** Start Material provided **
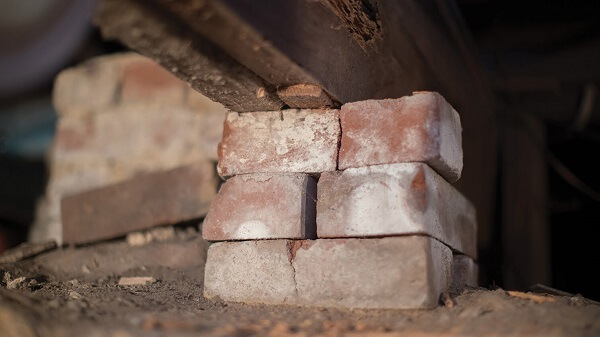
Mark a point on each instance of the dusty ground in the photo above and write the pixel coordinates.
(74, 292)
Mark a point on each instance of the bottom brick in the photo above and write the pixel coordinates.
(395, 272)
(464, 271)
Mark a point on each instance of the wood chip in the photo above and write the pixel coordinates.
(532, 297)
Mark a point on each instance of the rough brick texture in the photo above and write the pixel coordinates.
(263, 206)
(251, 272)
(396, 272)
(418, 128)
(115, 112)
(144, 201)
(303, 141)
(464, 271)
(395, 199)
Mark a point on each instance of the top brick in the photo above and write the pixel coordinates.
(418, 128)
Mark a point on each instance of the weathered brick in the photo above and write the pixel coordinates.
(144, 201)
(250, 272)
(263, 206)
(116, 112)
(418, 128)
(464, 271)
(395, 199)
(303, 141)
(395, 272)
(91, 86)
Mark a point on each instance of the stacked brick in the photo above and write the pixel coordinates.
(342, 208)
(121, 117)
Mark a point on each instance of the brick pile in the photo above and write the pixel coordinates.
(343, 208)
(121, 117)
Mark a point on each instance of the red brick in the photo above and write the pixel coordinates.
(263, 206)
(384, 273)
(305, 96)
(143, 79)
(418, 128)
(144, 201)
(302, 141)
(395, 199)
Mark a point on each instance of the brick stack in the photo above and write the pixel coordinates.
(119, 117)
(373, 223)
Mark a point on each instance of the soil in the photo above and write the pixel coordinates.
(47, 300)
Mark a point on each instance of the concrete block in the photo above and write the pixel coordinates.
(418, 128)
(395, 199)
(144, 201)
(263, 206)
(384, 273)
(464, 271)
(144, 79)
(302, 141)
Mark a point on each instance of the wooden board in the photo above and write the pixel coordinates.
(195, 60)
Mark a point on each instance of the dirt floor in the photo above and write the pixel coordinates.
(74, 292)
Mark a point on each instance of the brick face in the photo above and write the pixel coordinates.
(464, 271)
(250, 272)
(418, 128)
(302, 141)
(116, 112)
(395, 199)
(263, 206)
(142, 202)
(384, 273)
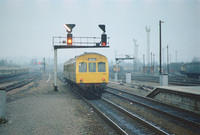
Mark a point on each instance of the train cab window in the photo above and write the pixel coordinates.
(92, 67)
(101, 67)
(83, 67)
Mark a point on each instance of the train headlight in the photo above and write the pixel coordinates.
(81, 79)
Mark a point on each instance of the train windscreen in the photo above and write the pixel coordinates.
(101, 67)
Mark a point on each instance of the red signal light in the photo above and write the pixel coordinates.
(103, 39)
(69, 39)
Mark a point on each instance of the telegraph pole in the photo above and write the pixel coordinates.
(167, 59)
(160, 46)
(135, 54)
(44, 65)
(148, 46)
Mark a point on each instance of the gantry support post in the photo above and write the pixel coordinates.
(55, 69)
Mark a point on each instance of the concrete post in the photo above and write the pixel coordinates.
(55, 69)
(2, 102)
(128, 77)
(164, 80)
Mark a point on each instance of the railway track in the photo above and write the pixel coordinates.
(182, 117)
(123, 121)
(174, 80)
(18, 84)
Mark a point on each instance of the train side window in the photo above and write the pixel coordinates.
(92, 67)
(101, 67)
(83, 67)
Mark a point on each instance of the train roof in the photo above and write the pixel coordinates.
(73, 59)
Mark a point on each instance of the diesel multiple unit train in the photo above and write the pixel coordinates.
(89, 71)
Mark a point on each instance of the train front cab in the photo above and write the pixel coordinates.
(92, 73)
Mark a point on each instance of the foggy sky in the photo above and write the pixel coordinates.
(27, 27)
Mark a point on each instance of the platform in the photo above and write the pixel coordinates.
(187, 97)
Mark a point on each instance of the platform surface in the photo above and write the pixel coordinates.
(185, 89)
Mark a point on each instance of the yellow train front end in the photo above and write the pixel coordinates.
(92, 73)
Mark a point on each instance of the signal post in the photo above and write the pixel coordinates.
(60, 43)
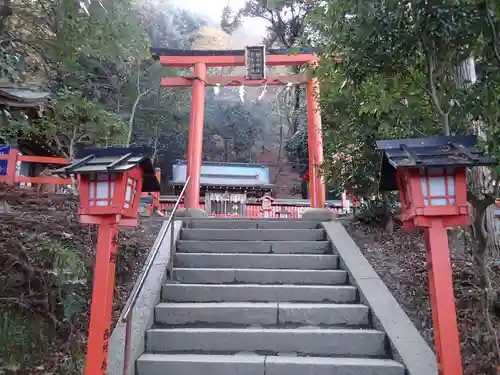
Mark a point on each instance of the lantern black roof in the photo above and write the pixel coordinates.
(428, 152)
(115, 159)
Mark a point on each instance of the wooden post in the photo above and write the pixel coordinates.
(195, 147)
(102, 297)
(12, 166)
(444, 316)
(317, 189)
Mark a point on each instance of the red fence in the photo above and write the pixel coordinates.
(14, 157)
(255, 210)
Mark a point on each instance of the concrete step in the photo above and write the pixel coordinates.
(240, 364)
(259, 276)
(302, 341)
(253, 224)
(264, 314)
(275, 247)
(275, 261)
(258, 293)
(253, 234)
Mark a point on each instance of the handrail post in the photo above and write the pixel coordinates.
(172, 248)
(129, 307)
(12, 166)
(128, 341)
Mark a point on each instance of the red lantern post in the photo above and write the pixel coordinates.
(266, 205)
(430, 174)
(110, 183)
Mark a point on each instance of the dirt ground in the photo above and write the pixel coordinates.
(400, 260)
(44, 311)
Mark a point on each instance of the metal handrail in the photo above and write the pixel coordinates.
(128, 310)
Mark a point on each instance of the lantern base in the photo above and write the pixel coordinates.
(321, 214)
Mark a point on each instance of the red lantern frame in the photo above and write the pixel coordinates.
(418, 210)
(430, 174)
(110, 182)
(119, 186)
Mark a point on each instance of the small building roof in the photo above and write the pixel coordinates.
(115, 159)
(428, 152)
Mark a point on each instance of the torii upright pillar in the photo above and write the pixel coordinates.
(195, 141)
(315, 143)
(201, 60)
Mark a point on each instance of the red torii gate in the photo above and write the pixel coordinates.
(200, 61)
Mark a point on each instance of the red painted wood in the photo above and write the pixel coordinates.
(96, 362)
(444, 316)
(11, 172)
(196, 137)
(211, 61)
(235, 81)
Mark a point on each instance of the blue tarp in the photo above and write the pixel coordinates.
(4, 149)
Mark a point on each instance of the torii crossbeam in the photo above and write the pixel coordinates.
(200, 61)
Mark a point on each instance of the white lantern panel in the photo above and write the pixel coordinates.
(130, 192)
(102, 189)
(438, 186)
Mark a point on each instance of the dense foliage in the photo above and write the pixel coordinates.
(414, 68)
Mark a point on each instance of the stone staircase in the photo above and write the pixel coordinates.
(255, 297)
** End Material provided **
Goal of the exercise: Reproduce the records verbatim, omitting all images they contain.

Answer to this problem:
Mark a point on each instance of the dusty ground in the photo above and write the pixel coordinates.
(74, 292)
Mark a point on each instance of the bottom brick in the photo above and write the pixel coordinates.
(395, 272)
(464, 271)
Mark a point on each instance of the wood chip in the photo above and write the pixel coordinates.
(532, 297)
Mark a point on each instance of the rough brick texture in the photo above and write the pixel coordinates.
(263, 206)
(251, 272)
(396, 272)
(418, 128)
(115, 112)
(144, 201)
(303, 141)
(464, 271)
(395, 199)
Mark a point on each instance of the top brick in the photo above and write the pixel coordinates.
(418, 128)
Mark a point on each instance of the weathered brick in the photo above and write the pixel coordinates.
(144, 201)
(250, 272)
(263, 206)
(116, 112)
(418, 128)
(464, 271)
(395, 199)
(303, 141)
(395, 272)
(91, 86)
Mark a point on each instance of the stacked brick in the photo above and write the pixel coordinates.
(342, 208)
(121, 117)
Mark a point on each instance of the brick pile in the photo above and write the pixel coordinates.
(343, 208)
(121, 117)
Mark a point on each instance of the red brick in the photo above and write the pixel coordinates.
(263, 206)
(384, 273)
(305, 96)
(143, 79)
(418, 128)
(144, 201)
(302, 141)
(395, 199)
Mark a point on each instance of the brick stack in the photo above and write the pixel coordinates.
(119, 117)
(373, 223)
Mark a point on each instance of the soil in the photo above and write the pixel coordinates.
(47, 300)
Mark a point on each instance of the concrete block in the photo above and write the pixel coordinates.
(418, 128)
(395, 199)
(144, 201)
(263, 206)
(384, 273)
(464, 271)
(144, 79)
(302, 141)
Mark a point on each instance of the wooden board in the photo above and write the pixel coordinates.
(195, 60)
Mark a point on each instance of the dirt floor in the photo above and write the pixel coordinates.
(74, 292)
Mark a point on each instance of the brick face in the photo above and write the pixel coordinates.
(464, 271)
(250, 272)
(418, 128)
(302, 141)
(116, 112)
(395, 199)
(263, 206)
(142, 202)
(384, 273)
Mark a point on each instance of the train cab window in the photo above and write the pixel coordinates.
(92, 67)
(101, 67)
(83, 67)
Mark a point on each instance of the train headlight in the photo above and write the pixel coordinates.
(81, 79)
Mark a point on each instance of the train windscreen in the photo above and write the pixel coordinates.
(101, 67)
Mark a point on each instance of the red signal light in the photo above and write the pixel coordinates.
(103, 39)
(69, 39)
Mark a point on each instance of the telegraph pole in the photo above and write the pixel coordinates.
(167, 59)
(160, 46)
(135, 54)
(44, 65)
(148, 46)
Mark a point on each instance of the gantry support post in the photo above and write the pixel coordinates.
(55, 69)
Mark a point on each instance of the concrete post in the photo above and write the pixel coordinates.
(55, 69)
(2, 102)
(128, 77)
(164, 80)
Mark a point on each instance of the railway track in the photo above and write the pixel coordinates.
(182, 117)
(123, 121)
(174, 80)
(18, 84)
Mark a point on each instance of the train side window in the photo above and write the pixel coordinates.
(92, 67)
(101, 67)
(83, 67)
Mark a point on each instance of the train roof in the photo above and write the pixel coordinates.
(73, 59)
Mark a point on each instance of the diesel multiple unit train in the photo above and write the pixel coordinates.
(89, 71)
Mark a point on each instance of the train front cab in the photo above and write the pixel coordinates.
(92, 73)
Mark a point on each instance of the foggy sky in the photo above and write the pixel coordinates.
(27, 27)
Mark a point on each instance of the platform in the photo above and write the pixel coordinates.
(187, 97)
Mark a point on each instance of the platform surface in the photo above and write the pixel coordinates.
(185, 89)
Mark a point on each instance of the yellow train front end in the photo above and write the pixel coordinates.
(92, 73)
Mark a point on each instance of the signal post in the photo above and write the pixel coordinates.
(60, 43)
Mark a point on each instance of the lantern black roof in the photo above and write the pixel coordinates.
(428, 152)
(115, 159)
Mark a point on each instance of the wooden post in the photo above and write the pixel coordinates.
(195, 147)
(102, 297)
(12, 166)
(444, 316)
(317, 189)
Mark a point on each instance of the red fence in the photo above and write the pixel coordinates.
(14, 157)
(255, 210)
Mark a point on each instance of the concrete step in the photo above and write the pixel coordinates.
(240, 364)
(259, 276)
(302, 341)
(253, 224)
(264, 314)
(275, 247)
(275, 261)
(258, 293)
(253, 234)
Mark a point on each instance of the handrail post in the photo above and write the pixel coordinates.
(172, 248)
(129, 307)
(12, 166)
(128, 341)
Mark a point on each instance of the red lantern post in the photo above and write the pixel coordinates.
(266, 205)
(430, 174)
(110, 183)
Mark a point on each instance of the dirt ground in the photo above and write the pixel coordinates.
(400, 260)
(44, 311)
Mark a point on each instance of the metal handrail in the photo above and write the pixel coordinates.
(128, 310)
Mark a point on each instance of the lantern base in the photo above and write the pixel coordinates.
(321, 214)
Mark a point on each instance of the red lantern frame in the photo above and write the pixel coordinates.
(418, 210)
(430, 174)
(110, 182)
(119, 186)
Mark a point on each instance of the small building roof in the photo above and write the pixel coordinates.
(115, 159)
(428, 152)
Mark a point on each instance of the torii upright pillar in the photo above and write the pixel coordinates.
(195, 141)
(315, 143)
(201, 60)
Mark a point on each instance of the red torii gate in the photo above and write the pixel coordinates.
(200, 61)
Mark a point on each instance of the red painted wood in the photo above and write the pixel coordinates.
(96, 362)
(444, 316)
(11, 172)
(196, 137)
(211, 61)
(235, 81)
Mark a point on each instance of the blue tarp in the photo above and write the pixel coordinates.
(4, 149)
Mark a point on each instance of the torii crossbeam in the photo above and write the pixel coordinates.
(200, 61)
Mark a point on each instance of the white lantern panel in the photo above and write the pixel coordinates.
(130, 192)
(102, 189)
(438, 186)
Mark a point on each instance of the dense foliage in the photo above and write the pixel coordinates.
(414, 68)
Mark a point on each instance of the stone staircase in the photo above and write the pixel coordinates.
(255, 297)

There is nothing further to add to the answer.